■ **SOURCE EXCERPT**:
Rosario takes single-game final to capture Predator Pro/Am Tour Championship Amateur title
Skip Maloney
Dec. 12, 2018
(l to r): Mac Jankov, Annie Flores, Ron Bernardo & Abel Rosario
(l to r): Mac Jankov, Annie Flores, Ron Bernardo & Abel Rosario
As the clock hands edged their way toward 3 a.m. on Monday morning, December 10, it was clear that fatigue was becoming a dominant factor in the last matches of the $9,630-added Predator Pro Am Tour Championships’ Amateur tournament, which had drawn 94 entrants to Raxx Billiards in West Hempstead, NY over the weekend. The 16-entrant, $1,000-added  Open/Pro Division of the Tour Championships at the same location (separate story) were over, won by Jorge Rodriguez. So, too, were the three, $500-added (total) Second (two) and Third Chance events. All that remained were the Amateur semifinals and finals; Annie Flores and Abel Rosario in the former, and whoever won, against hot seat occupant, Ron Bernardo, in the final.
 
They were all tired. So was Upstate Al in the AZBTv broadcast booth, whose commentary on the semifinal was sparse, to say the least. He let people know he was still there, usually by just saying so, and here and there, a few pertinent comments on possible shot options for the players.

■ **RECORD LIST**:
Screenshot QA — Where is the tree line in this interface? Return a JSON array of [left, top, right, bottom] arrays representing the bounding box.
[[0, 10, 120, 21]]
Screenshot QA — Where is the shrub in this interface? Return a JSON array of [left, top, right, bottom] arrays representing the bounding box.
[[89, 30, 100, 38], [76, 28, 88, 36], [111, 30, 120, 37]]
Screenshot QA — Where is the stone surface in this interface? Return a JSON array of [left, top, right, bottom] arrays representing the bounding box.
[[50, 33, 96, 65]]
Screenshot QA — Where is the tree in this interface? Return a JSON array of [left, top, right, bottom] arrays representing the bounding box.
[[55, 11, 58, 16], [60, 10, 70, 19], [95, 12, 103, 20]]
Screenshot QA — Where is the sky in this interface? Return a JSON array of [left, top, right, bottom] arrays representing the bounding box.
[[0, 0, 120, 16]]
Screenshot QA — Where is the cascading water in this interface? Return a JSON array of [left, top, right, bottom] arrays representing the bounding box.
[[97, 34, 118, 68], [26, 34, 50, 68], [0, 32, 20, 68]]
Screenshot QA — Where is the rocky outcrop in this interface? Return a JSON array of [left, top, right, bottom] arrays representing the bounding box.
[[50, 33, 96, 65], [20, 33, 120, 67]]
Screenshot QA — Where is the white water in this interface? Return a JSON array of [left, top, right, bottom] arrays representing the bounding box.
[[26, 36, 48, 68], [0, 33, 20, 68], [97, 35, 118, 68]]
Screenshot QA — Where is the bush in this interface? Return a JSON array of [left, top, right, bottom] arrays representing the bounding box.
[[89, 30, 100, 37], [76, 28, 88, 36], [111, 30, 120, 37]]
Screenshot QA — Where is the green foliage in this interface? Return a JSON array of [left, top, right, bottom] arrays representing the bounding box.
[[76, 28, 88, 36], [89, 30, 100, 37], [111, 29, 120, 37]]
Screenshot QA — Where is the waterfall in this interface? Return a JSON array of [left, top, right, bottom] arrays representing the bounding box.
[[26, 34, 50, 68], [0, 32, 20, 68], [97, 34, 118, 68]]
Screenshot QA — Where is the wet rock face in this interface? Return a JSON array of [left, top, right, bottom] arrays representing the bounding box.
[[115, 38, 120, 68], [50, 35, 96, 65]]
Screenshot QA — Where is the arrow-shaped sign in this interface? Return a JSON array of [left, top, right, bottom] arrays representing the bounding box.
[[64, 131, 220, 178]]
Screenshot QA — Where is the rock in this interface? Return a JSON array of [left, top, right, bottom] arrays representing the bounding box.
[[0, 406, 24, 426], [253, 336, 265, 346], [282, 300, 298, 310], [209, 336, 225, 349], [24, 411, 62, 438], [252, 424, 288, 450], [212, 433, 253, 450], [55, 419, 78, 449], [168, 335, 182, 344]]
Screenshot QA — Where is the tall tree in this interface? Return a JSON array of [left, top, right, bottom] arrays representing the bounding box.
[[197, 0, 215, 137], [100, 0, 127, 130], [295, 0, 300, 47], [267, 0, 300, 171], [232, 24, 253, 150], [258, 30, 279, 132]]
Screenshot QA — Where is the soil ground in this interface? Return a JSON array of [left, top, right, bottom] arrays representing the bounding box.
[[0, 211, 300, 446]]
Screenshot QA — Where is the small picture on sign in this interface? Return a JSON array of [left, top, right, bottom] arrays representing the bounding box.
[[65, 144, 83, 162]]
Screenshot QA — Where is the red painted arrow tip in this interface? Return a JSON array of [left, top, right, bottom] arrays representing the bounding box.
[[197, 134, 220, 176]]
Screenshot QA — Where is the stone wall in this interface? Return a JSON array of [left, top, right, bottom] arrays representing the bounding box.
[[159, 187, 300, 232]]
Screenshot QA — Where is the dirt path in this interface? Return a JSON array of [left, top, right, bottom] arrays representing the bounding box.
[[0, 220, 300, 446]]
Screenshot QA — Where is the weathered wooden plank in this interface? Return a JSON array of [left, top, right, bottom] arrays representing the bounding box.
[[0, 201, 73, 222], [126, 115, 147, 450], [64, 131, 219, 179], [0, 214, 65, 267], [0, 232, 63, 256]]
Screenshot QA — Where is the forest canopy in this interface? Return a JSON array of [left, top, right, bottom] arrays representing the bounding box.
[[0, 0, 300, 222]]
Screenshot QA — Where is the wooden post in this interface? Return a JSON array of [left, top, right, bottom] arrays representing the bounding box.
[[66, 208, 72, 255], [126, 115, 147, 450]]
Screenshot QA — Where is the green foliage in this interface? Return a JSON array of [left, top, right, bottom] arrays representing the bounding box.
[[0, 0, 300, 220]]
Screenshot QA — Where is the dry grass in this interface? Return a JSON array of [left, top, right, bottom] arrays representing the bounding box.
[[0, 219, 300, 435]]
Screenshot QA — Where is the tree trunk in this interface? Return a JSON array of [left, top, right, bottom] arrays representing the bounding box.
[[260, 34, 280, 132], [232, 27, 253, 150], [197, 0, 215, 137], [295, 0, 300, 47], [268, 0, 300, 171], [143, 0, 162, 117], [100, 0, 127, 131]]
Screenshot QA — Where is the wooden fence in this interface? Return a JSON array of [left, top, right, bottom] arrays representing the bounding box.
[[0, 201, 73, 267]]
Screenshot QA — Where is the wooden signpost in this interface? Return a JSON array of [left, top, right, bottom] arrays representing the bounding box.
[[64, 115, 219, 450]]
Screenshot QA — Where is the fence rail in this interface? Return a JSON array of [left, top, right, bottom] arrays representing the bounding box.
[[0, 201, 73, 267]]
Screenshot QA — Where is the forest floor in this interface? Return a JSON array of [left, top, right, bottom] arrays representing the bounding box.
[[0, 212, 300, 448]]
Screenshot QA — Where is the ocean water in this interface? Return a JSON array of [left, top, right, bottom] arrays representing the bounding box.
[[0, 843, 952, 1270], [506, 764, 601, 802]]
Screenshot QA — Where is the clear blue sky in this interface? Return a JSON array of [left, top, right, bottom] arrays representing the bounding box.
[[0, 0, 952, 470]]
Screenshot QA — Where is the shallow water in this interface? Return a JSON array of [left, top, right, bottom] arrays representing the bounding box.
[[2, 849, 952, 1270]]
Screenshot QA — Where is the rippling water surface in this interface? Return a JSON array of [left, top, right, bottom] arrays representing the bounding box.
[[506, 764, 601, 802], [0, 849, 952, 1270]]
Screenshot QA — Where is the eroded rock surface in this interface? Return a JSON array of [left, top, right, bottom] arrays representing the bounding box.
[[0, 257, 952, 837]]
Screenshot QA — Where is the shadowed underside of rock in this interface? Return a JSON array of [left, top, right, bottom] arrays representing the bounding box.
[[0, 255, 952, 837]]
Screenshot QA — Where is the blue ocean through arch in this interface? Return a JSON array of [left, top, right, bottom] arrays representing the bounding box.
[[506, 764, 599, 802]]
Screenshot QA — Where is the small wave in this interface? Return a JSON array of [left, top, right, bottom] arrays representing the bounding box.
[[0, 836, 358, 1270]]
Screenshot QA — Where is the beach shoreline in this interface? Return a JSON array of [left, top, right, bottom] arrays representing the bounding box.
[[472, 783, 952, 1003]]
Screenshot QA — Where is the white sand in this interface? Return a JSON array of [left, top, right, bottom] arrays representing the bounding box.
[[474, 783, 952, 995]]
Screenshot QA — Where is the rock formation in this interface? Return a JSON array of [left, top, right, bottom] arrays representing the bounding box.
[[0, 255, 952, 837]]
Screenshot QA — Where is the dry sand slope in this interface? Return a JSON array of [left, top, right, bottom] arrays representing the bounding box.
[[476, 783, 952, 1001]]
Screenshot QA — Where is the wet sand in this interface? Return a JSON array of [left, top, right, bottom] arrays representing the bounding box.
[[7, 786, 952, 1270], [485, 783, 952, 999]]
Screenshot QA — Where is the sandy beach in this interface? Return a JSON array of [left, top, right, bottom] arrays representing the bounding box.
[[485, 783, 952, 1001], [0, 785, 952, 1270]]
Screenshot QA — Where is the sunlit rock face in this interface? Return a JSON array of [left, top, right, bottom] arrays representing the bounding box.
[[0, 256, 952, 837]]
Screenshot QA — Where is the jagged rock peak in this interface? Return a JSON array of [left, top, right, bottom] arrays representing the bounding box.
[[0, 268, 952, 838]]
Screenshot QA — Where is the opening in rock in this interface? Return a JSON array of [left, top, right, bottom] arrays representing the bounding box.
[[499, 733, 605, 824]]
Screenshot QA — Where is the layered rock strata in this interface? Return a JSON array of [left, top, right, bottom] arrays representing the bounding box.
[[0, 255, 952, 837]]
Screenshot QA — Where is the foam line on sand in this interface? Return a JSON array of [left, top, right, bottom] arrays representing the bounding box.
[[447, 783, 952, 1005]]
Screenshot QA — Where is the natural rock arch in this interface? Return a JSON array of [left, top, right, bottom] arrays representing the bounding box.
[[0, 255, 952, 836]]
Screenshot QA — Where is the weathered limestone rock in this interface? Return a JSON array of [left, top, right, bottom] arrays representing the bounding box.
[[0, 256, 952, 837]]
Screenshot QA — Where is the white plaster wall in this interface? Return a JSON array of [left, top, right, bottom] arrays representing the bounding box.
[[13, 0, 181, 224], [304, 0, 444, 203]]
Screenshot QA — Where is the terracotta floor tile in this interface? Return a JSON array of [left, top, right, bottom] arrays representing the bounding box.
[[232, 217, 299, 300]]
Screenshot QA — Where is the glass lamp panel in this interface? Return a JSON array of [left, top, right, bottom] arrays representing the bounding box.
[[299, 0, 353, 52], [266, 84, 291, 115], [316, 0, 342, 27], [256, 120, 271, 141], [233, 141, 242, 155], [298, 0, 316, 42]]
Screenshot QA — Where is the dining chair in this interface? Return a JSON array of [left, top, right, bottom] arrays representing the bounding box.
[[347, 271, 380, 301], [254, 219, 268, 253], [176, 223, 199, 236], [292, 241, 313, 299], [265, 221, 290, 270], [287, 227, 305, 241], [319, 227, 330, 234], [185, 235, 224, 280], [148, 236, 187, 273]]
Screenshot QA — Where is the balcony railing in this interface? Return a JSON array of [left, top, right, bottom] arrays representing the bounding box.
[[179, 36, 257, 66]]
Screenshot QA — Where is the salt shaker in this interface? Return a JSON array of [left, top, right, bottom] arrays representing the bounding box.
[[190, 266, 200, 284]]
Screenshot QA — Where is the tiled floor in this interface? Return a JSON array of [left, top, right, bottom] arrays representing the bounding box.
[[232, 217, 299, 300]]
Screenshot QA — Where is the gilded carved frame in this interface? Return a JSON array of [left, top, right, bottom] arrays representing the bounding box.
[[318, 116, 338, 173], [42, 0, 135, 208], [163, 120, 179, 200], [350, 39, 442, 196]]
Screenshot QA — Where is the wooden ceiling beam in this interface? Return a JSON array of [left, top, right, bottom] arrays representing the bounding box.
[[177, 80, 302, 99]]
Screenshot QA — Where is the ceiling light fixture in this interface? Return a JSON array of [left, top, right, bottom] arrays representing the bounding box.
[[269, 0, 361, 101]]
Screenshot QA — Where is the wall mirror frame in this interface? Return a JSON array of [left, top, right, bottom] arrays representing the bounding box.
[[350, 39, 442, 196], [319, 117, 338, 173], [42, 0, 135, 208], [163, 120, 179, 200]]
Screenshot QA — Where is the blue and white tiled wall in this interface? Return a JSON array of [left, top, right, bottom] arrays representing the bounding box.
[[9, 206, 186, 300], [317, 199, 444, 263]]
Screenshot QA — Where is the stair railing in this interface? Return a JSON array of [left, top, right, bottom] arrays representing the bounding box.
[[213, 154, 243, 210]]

■ **EXERCISES TO COMPLETE**:
a) According to the tournament article, who won the Open/Pro Division of the Tour Championships?
b) Reproduce the passage of the tournament article from "They were all" up to and including "for the players.".
The records are distinct from the tournament article and form separate material.

■ **RESPONSES BY TASK**:
a) Jorge Rodriguez won it.

b)
They were all tired. So was Upstate Al in the AZBTv broadcast booth, whose commentary on the semifinal was sparse, to say the least. He let people know he was still there, usually by just saying so, and here and there, a few pertinent comments on possible shot options for the players.